# START OF RECORDED DATA
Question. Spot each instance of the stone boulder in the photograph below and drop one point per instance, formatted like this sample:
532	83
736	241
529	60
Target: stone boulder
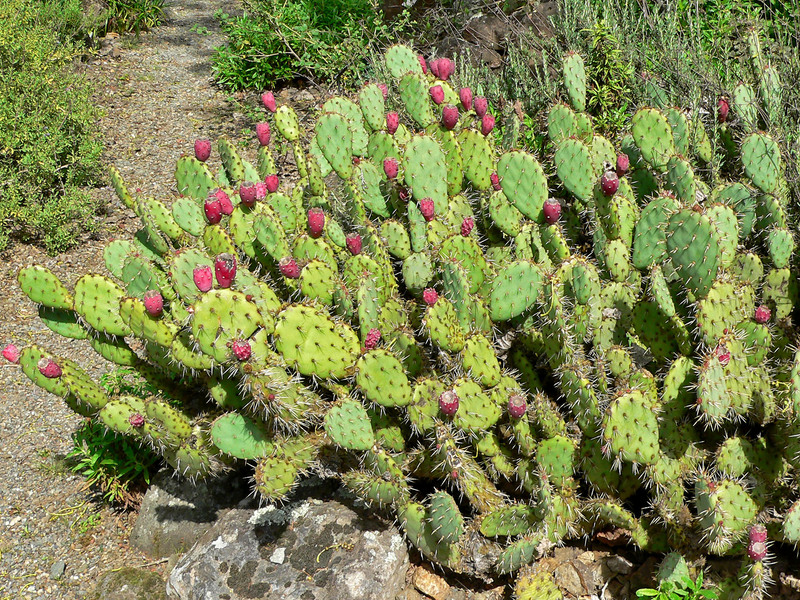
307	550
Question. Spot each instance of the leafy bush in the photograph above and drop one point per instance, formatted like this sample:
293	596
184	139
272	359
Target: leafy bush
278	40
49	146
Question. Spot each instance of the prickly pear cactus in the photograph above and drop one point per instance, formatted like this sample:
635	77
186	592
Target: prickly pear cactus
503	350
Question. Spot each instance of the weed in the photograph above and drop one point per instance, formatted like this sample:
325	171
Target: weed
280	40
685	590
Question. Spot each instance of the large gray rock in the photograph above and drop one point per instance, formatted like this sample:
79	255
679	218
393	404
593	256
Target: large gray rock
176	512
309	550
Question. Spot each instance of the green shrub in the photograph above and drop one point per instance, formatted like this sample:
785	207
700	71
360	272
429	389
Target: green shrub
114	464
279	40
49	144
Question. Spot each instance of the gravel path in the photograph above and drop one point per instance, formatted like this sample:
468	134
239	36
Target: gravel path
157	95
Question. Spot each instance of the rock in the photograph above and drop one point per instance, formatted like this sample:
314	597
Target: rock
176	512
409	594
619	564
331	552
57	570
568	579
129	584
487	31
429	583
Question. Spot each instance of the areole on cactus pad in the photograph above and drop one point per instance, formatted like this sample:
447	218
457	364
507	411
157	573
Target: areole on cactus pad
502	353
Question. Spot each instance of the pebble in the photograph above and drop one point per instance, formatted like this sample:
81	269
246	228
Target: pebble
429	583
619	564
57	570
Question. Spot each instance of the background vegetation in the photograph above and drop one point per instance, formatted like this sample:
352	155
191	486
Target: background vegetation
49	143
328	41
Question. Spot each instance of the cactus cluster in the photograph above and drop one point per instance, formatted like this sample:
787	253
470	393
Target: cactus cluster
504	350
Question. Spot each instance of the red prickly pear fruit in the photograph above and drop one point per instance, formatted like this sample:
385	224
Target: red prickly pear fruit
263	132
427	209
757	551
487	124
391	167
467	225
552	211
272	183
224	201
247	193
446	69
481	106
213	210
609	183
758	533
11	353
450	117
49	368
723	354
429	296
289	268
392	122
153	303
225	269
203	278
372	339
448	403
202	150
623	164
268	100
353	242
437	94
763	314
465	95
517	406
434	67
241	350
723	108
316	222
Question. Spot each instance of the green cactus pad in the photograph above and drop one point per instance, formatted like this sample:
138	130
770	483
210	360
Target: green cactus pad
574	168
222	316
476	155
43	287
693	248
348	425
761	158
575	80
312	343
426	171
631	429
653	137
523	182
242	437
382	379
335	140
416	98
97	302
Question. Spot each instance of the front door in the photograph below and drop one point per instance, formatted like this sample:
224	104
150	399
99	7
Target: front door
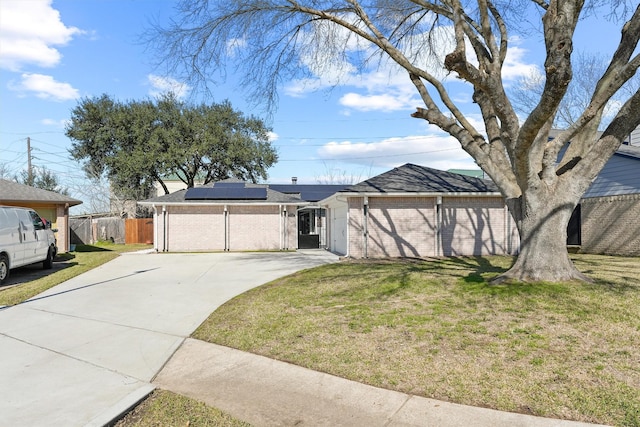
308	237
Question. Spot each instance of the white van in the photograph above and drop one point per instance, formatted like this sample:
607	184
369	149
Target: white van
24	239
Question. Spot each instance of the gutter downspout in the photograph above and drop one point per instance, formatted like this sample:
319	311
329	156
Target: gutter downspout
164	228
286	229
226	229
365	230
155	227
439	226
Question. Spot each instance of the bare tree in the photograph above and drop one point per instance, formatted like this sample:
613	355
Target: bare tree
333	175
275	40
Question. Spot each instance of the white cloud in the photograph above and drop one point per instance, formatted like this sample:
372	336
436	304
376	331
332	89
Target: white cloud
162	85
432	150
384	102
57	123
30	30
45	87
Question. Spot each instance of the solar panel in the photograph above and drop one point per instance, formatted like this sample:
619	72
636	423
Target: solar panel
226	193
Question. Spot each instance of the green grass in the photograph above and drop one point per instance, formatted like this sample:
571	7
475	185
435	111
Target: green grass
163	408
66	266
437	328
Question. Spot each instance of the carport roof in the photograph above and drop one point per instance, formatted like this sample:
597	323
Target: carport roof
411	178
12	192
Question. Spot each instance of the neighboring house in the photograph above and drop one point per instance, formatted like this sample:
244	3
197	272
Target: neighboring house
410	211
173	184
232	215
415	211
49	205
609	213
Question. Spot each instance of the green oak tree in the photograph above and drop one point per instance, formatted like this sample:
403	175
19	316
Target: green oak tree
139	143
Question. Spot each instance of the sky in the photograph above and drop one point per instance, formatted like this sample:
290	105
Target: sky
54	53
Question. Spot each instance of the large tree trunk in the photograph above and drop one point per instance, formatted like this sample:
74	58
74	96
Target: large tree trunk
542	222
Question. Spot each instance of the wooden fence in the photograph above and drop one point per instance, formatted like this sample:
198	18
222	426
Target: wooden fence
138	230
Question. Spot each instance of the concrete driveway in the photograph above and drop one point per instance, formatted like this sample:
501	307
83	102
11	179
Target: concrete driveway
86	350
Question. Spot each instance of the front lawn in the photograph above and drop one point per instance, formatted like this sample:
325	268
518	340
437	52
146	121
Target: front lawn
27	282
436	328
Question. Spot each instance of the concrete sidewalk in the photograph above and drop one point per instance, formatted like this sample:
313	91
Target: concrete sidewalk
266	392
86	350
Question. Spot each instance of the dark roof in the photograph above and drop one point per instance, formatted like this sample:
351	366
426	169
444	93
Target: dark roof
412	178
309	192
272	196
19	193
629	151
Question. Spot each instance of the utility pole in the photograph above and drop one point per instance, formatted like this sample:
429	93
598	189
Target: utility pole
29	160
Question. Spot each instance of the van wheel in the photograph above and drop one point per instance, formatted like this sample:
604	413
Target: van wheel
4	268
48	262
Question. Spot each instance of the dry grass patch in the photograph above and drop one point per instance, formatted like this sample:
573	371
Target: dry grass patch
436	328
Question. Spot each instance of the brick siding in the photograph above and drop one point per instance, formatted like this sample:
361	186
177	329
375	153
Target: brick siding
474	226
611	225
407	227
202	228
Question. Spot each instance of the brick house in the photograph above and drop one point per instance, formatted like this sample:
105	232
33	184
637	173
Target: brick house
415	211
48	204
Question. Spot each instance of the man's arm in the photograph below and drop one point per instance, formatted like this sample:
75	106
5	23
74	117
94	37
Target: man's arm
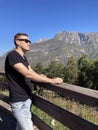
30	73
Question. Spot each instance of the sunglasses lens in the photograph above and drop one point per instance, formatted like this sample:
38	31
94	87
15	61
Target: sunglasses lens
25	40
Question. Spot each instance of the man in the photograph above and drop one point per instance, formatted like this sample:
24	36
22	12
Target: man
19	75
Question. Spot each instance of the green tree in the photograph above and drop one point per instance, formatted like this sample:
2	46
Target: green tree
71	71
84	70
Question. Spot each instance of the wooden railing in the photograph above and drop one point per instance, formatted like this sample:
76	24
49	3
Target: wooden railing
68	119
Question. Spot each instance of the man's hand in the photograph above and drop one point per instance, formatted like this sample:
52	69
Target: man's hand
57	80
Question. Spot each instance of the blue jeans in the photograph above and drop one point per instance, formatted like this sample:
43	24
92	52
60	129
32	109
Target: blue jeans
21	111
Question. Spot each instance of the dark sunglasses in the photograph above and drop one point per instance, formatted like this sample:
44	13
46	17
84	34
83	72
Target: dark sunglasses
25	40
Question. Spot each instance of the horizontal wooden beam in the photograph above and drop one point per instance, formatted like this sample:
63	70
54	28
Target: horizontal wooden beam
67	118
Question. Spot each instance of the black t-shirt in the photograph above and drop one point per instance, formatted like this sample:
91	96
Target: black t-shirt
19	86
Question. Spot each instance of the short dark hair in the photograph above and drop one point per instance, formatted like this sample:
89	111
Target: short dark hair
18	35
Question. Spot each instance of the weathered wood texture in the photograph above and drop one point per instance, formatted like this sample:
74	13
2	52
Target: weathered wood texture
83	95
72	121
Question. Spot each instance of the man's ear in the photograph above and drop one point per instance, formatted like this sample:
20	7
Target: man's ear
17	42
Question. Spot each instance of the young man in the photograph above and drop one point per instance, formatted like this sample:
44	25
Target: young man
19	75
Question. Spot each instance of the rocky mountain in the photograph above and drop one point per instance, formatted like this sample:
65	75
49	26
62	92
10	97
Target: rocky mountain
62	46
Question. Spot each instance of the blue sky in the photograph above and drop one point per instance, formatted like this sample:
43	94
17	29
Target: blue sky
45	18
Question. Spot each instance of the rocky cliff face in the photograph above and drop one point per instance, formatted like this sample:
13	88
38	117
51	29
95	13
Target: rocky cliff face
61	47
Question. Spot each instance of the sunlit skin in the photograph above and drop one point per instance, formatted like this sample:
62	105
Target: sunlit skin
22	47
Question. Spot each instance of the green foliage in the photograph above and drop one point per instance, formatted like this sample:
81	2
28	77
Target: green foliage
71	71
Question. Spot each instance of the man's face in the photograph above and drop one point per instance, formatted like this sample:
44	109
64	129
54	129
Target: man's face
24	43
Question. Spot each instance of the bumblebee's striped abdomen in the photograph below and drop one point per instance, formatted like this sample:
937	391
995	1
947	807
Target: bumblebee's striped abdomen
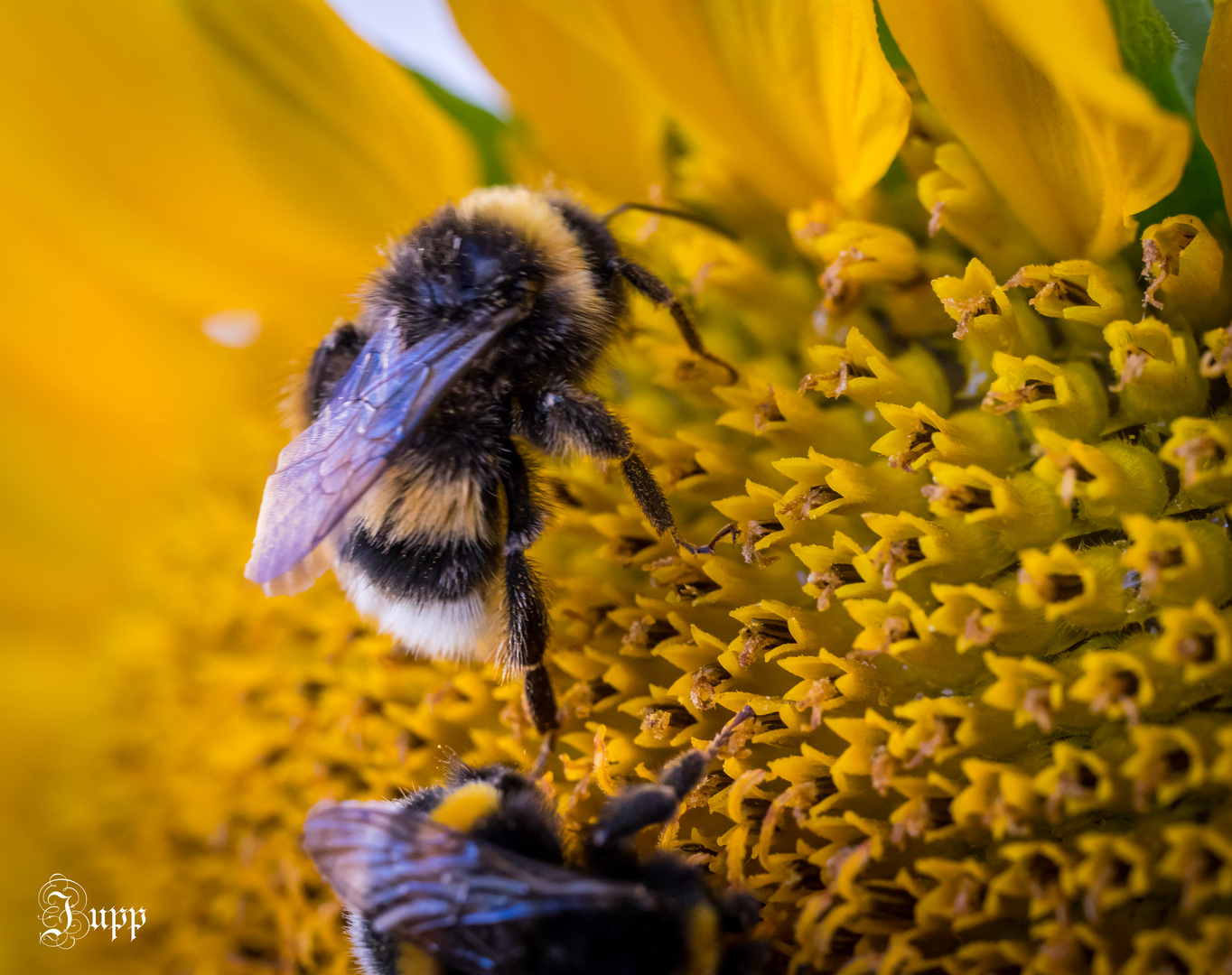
# END OF RECORDED DATA
AIM
Reproduce every line from the one holding "Question. Spot each instance of the blue sky" through the last line of the rows, both ends included, and leave out the pictures.

RESULT FOR THIS EXERCISE
Question. Spot each instance of the blue sky in the photograph above and drop one point per instance, formatted like this sample:
43	94
17	29
Target: blue sky
45	18
Question. Spot each instance of the rocky cliff face in the photograph above and drop one point per instance, formatted like this sample:
13	88
38	117
51	29
95	13
Target: rocky cliff face
61	47
Question. Spot each instance of the sunlit skin in the photograph above and drop one point per instance, formatted like this sample:
62	105
Target: sunlit skin
22	47
Question. Spot each instance of the green foliage in the photograph above and drop one point per instance, formatted like this sample:
81	2
28	77
Target: green foliage
71	71
Question. Spot each instance of the man's face in the photograph above and drop one point per instance, formatted like this sample:
44	109
64	129
54	129
Target: man's face
24	43
Question. Spot each instance of the bumblebee's striped abdomen in the photograph below and drop one point per instance, formatted like this sample:
937	391
995	1
947	807
Target: bumblebee's striped abdomen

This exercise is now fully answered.